**What you will do**: Reproduce each of the records below verbatim, from the first line to the last.
● ● ● ●
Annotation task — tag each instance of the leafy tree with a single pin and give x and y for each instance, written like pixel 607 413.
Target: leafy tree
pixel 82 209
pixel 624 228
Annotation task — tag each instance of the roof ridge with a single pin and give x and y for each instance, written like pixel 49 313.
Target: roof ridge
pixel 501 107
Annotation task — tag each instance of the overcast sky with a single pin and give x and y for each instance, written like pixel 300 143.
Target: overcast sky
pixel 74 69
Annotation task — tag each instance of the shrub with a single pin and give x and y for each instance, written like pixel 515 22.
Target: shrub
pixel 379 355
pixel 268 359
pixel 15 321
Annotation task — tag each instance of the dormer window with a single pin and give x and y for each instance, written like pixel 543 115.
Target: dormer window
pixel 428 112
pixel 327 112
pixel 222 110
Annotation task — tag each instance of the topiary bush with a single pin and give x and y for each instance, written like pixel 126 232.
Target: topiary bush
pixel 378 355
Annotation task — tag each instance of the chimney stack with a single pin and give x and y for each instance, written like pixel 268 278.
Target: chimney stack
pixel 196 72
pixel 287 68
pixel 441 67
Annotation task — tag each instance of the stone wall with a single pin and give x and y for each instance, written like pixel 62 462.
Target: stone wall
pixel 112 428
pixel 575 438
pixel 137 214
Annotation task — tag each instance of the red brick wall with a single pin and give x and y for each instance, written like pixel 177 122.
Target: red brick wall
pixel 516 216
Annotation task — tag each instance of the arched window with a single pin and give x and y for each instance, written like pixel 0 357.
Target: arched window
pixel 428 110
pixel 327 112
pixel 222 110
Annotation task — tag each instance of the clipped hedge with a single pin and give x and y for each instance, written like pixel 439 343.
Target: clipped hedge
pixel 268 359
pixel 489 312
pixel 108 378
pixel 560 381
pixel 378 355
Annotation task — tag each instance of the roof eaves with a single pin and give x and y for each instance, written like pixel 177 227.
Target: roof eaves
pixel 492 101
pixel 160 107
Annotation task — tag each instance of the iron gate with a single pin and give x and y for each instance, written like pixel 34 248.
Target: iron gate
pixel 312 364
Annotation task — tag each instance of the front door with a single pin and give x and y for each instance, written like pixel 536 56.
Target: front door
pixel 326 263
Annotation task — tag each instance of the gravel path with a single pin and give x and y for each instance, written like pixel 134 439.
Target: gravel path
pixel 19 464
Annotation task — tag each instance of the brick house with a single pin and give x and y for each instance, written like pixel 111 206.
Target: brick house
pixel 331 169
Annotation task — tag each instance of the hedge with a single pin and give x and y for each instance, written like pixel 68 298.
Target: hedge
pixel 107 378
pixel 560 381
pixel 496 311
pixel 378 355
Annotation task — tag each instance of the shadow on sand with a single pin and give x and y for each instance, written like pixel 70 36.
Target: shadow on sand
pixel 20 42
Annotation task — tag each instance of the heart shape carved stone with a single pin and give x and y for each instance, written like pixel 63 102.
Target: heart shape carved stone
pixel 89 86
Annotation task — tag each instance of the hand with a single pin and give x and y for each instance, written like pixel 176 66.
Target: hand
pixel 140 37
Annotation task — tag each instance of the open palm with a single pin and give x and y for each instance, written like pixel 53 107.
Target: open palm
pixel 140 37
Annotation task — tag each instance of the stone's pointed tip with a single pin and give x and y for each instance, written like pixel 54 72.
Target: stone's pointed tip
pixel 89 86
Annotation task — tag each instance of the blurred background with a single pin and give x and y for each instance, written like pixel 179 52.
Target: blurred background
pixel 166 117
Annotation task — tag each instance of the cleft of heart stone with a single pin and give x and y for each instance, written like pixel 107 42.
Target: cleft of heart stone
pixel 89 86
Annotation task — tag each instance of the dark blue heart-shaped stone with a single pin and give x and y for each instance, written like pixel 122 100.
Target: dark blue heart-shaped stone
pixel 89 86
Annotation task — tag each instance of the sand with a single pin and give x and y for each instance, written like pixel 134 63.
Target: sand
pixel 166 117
● ● ● ●
**Solution for this exercise**:
Annotation task — tag each instance of the leafy tree with a single pin and give x and y for each instance, written like pixel 607 413.
Target: leafy tree
pixel 82 209
pixel 624 228
Annotation task — tag each instance of the roof ridge with a single pin and give x and y for each instance, written like pixel 49 313.
Target: roof ridge
pixel 501 107
Annotation task — tag each instance of the overcast sky with a single pin and give x and y for each instance, written like pixel 300 143.
Target: overcast sky
pixel 74 69
Annotation task — tag each instance of the shrub with a single pin and give x and y for each instance, written like pixel 515 22.
Target: shrub
pixel 379 355
pixel 268 359
pixel 15 321
Annotation task — tag each instance of the dormer window with a single pin and give x and y for each instance, written like pixel 543 115.
Target: dormer window
pixel 428 112
pixel 327 112
pixel 222 110
Annotation task — tag each instance of the topiary bush with a single pin and give x and y for each instance, written like pixel 126 232.
Target: topiary bush
pixel 378 355
Annotation task — tag each instance of the chimney stack with a single pin and give x and y for each instance, written like pixel 268 278.
Target: chimney stack
pixel 196 72
pixel 287 68
pixel 441 67
Annotation task — tag each instance of the stone wall with a single pin and give x and y for each instance, written like pixel 62 462.
Target: stone wall
pixel 112 428
pixel 575 438
pixel 137 214
Annotation task — tag each instance of the red brick wall with a single pin and give x and y for each instance, written like pixel 177 122.
Target: red brick wall
pixel 516 216
Annotation task — tag each instance of the arched window with a single pin and give x and y for each instance, written like pixel 0 357.
Target: arched window
pixel 428 110
pixel 327 112
pixel 222 110
Annotation task — tag each instance of the clipped hedge with a single pin and give x and y for each instance, written like pixel 439 343.
Target: clipped hedge
pixel 268 359
pixel 489 312
pixel 108 378
pixel 560 381
pixel 378 355
Annotation task — tag each instance of the roof eaves with a single pin and give x and y for each instance, written like pixel 177 227.
Target: roof eaves
pixel 492 101
pixel 160 107
Annotation task — tag each instance of the iron gate with a single pin and give x and y for each instance, written like pixel 34 248.
Target: iron gate
pixel 312 364
Annotation task — tag each instance of the front door with a single pin and give x and y for each instance, written like pixel 536 56.
Target: front door
pixel 326 263
Annotation task — tag each instance of the gravel path with a single pin and give x and y for each instance, written like pixel 134 439.
Target: gravel path
pixel 19 464
Annotation task — tag each instance of the brick house with a single pin and give x and y for each instance, written like pixel 111 206.
Target: brick house
pixel 331 169
Annotation task — tag each instance of the hedge with a single pin and give x and y for each instance, written like pixel 68 298.
Target: hedge
pixel 107 378
pixel 560 381
pixel 496 311
pixel 378 355
Annotation task — tag each instance of the shadow on sand with a single pin and give x and y for each instance, written like pixel 70 36.
Target: shadow on sand
pixel 20 42
Annotation task — tag each instance of the heart shape carved stone with a single pin and give x and y for each instance, written like pixel 63 102.
Target: heart shape carved stone
pixel 89 86
Annotation task — tag each instance of the hand with a single pin and give x and y for each instance, written like pixel 176 66.
Target: hand
pixel 140 37
Annotation task — tag each instance of the open palm with a single pin and give x and y for each instance, written like pixel 53 107.
Target: open palm
pixel 140 37
Annotation task — tag each instance of the stone's pointed tip with a single pin and give x and y for each instance, written like pixel 54 72.
Target: stone's pointed tip
pixel 89 86
Annotation task — tag each instance of the blurred background with a single pin and give x and y for each instance, written like pixel 179 52.
Target: blurred background
pixel 166 117
Annotation task — tag each instance of the cleft of heart stone with a single pin and give x and y for each instance, written like pixel 107 42.
Target: cleft of heart stone
pixel 89 86
Annotation task — tag each instance of the dark blue heart-shaped stone with a single pin and give x and y for each instance, written like pixel 122 100.
Target: dark blue heart-shaped stone
pixel 89 86
Annotation task — tag each instance of the sand with a single pin and give x and y for each instance, written like pixel 134 63.
Target: sand
pixel 166 117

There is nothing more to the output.